◆ YOUR INSTRUCTIONS
Print out each record below, unaltered and complete, without its images.

## START

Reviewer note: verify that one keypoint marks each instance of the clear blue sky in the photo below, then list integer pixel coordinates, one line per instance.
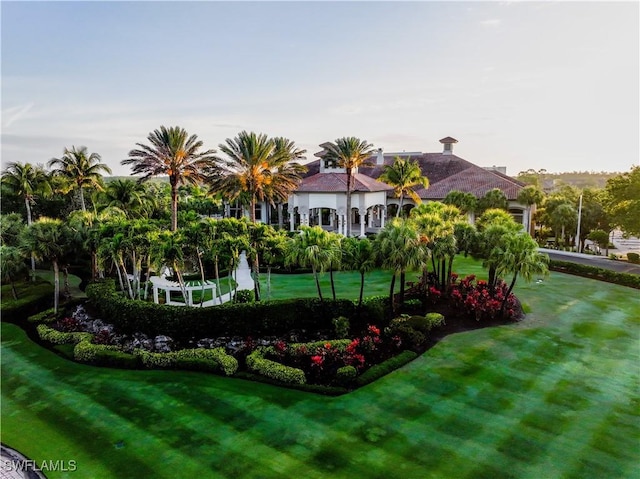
(522, 85)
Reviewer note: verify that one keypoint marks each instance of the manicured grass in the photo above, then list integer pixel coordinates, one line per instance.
(555, 396)
(347, 283)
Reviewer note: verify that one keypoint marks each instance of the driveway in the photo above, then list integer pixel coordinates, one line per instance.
(592, 260)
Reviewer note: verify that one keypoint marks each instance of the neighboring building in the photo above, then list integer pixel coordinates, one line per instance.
(321, 197)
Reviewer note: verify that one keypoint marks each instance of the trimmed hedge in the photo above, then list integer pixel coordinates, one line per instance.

## END

◆ COMPLETE RESPONSE
Reviewer note: verify that one keypoint marks each instance of the clear blue sky in the photo below, then list integer pixel coordinates, one line per instance.
(522, 85)
Reviewer note: verify that one keypoint marks each instance of the manicured grass in the photo above, then list integer pixel coordinates, one line per instance.
(555, 396)
(347, 283)
Reviewer note: verify that one keypoint marks each instance of the driveway in the photo above, then list integer pixel coordinates, one line per instance.
(592, 260)
Reviewer note: verify that one keypoint marks each instance of the neighboring building in the photo above, then list integer pixel coordinates, one line per instance.
(321, 197)
Reviewer note: verify that one keypoint marks each instance of the trimmed hedge in the photo above, then list integer pixel coordinates, one line per instance.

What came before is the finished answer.